--- BEGIN ---

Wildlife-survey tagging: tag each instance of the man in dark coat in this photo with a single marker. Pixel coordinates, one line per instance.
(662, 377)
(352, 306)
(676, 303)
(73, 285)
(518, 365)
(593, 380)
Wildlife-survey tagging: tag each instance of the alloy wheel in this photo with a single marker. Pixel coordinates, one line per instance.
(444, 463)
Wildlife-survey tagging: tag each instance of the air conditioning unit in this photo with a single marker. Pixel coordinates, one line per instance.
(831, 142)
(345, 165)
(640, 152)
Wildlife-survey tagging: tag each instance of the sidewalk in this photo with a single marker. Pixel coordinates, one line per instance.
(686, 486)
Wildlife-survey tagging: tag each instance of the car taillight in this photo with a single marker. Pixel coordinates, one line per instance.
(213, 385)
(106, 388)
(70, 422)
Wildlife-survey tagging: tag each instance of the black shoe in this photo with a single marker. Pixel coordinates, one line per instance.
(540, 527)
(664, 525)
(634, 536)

--- END ---

Reproduce, unchanged, the stretch of items above from the line containing "Wildlife-survey tagging: tag each instance of the alloy" through the end of the items, including both ends.

Wildlife-survey tagging: tag each instance of the alloy wheel in this photo with a single marker. Pixel coordinates, one line per instance.
(444, 463)
Wildlife-survey tagging: tag each instance of the air conditioning unit in this photo with a single marker. Pixel coordinates, one line per instance.
(831, 142)
(345, 165)
(640, 152)
Wildlife-survey tagging: tag each instance of the sidewalk in this photo with a single marker. Pixel coordinates, one line per instance.
(686, 486)
Wildlife-survey tagging: tag each instance of the car taillight in this photo with a single marker. Pixel coordinates, one line per instance.
(213, 385)
(106, 388)
(70, 422)
Wildlife-survey tagging: tag each instance of the black shoe in this photo with a single marker. Pixel coordinates, one line per instance.
(540, 527)
(664, 525)
(634, 536)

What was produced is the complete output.